++++ Entries provided ++++
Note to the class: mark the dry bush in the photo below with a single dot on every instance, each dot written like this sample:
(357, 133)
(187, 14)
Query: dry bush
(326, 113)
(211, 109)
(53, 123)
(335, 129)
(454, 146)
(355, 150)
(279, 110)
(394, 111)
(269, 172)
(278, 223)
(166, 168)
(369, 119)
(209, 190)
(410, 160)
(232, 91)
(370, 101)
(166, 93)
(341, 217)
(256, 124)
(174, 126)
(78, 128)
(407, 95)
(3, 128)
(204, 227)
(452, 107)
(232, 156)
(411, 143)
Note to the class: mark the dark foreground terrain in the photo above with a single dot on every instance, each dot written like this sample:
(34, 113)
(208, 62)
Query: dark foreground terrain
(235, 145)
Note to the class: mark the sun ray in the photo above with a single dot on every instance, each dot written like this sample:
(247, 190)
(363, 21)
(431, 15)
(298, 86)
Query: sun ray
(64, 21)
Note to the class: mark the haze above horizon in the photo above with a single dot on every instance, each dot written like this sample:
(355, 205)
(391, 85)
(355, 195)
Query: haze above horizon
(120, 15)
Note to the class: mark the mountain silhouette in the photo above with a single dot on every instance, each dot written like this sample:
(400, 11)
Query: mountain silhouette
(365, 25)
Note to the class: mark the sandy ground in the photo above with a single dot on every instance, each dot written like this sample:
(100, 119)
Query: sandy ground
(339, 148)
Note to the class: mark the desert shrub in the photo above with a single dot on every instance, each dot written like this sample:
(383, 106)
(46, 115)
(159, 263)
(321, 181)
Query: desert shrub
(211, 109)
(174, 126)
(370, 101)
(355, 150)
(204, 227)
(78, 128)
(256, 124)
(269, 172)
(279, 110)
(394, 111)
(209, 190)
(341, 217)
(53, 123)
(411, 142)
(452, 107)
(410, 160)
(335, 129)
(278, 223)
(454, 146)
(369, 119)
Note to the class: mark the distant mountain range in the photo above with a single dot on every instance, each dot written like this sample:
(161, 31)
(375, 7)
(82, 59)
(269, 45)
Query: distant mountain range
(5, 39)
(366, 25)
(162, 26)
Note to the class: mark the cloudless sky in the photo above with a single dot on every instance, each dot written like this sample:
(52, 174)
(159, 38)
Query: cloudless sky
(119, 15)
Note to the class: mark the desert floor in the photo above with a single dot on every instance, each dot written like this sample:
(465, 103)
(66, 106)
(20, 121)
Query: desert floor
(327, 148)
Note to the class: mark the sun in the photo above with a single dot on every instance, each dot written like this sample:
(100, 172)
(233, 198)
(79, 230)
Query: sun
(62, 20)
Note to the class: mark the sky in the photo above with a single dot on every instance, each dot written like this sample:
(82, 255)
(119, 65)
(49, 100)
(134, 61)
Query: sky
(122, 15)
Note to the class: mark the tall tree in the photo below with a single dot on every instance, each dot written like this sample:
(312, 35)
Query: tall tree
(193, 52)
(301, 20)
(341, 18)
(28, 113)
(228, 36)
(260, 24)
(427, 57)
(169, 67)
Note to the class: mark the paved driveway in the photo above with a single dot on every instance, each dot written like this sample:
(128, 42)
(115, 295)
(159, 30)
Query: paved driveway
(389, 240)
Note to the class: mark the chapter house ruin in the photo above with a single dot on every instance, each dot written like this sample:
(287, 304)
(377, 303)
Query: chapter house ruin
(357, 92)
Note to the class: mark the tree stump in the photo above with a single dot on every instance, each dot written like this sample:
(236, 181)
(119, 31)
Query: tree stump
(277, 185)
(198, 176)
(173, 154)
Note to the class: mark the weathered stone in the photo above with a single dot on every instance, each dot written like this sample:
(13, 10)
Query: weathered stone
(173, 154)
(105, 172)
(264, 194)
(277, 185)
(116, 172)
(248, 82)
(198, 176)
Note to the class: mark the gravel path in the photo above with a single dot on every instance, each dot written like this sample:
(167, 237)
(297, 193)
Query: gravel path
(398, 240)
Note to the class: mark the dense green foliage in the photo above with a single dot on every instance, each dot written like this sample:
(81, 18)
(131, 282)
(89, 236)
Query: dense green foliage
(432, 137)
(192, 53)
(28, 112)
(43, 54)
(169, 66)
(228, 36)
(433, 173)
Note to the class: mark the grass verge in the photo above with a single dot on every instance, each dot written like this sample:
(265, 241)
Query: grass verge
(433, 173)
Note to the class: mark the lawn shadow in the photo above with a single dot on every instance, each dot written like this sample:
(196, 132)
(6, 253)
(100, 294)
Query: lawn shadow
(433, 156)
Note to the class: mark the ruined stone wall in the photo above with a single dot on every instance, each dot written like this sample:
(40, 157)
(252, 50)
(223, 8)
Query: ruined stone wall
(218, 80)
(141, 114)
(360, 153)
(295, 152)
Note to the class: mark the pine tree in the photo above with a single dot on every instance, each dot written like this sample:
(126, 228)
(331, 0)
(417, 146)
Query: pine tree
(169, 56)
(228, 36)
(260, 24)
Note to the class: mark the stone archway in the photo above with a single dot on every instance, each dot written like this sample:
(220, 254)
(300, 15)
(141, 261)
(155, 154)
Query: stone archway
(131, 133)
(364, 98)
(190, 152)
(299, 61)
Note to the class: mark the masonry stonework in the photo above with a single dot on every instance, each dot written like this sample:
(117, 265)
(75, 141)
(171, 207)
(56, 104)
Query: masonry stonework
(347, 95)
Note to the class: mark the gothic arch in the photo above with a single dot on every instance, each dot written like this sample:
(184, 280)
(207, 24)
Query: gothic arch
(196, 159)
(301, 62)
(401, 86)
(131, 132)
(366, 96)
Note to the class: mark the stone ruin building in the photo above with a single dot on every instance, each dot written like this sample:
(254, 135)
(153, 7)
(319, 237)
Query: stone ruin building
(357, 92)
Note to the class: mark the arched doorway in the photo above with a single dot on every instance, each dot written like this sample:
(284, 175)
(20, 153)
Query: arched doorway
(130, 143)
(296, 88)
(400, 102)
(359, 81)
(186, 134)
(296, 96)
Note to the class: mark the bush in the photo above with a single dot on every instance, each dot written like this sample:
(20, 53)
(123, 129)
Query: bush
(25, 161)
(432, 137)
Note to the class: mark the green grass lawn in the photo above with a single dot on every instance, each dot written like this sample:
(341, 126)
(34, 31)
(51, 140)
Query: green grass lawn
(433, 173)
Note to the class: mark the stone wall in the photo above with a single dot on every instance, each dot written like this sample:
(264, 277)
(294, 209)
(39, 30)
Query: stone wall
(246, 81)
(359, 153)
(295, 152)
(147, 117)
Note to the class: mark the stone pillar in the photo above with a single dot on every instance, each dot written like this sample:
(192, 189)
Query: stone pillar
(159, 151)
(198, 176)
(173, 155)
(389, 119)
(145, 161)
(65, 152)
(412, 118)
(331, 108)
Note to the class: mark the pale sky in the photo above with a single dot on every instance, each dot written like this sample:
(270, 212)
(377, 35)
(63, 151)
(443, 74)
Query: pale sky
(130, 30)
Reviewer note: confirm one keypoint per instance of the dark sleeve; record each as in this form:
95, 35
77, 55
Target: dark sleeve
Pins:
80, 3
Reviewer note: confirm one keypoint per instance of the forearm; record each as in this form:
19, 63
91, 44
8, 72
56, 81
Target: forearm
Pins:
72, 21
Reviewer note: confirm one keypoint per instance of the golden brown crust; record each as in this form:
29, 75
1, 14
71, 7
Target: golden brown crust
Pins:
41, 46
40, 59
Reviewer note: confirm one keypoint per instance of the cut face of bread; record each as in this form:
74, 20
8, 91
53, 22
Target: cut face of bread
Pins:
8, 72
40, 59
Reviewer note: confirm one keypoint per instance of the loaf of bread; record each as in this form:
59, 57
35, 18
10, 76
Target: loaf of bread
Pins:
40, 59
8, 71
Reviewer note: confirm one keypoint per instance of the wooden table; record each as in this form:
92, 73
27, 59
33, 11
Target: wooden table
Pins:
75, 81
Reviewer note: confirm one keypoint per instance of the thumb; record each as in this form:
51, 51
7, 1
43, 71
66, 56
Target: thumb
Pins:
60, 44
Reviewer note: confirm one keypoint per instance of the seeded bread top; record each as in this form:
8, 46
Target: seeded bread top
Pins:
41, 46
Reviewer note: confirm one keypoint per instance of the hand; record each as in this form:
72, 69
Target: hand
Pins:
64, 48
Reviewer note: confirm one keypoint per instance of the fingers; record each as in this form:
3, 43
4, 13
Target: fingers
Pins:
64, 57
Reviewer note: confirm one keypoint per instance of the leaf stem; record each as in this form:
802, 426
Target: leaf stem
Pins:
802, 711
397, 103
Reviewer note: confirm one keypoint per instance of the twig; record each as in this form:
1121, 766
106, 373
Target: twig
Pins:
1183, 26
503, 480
++++
**Task brief:**
Beginning at the line that holds "Reviewer note: confirm one keypoint per instance of the hand;", write out word for word each line through the end of the records.

**Solution to this task:**
Reviewer note: confirm one keypoint per instance of the hand; record each as in this form:
72, 69
Target: hand
Pins:
64, 48
Reviewer note: confirm one keypoint per instance of the fingers; record each as in this form:
3, 43
4, 13
Target: fingers
Pins:
64, 57
Reviewer note: confirm one keypoint per instance of the leaf stem; record each as in this form:
802, 426
Target: leaf stem
Pins:
802, 711
397, 103
Reviewer note: confirm one keypoint per instance of the twig; record each as in this form:
1121, 766
106, 373
Target: twig
Pins:
1183, 26
503, 480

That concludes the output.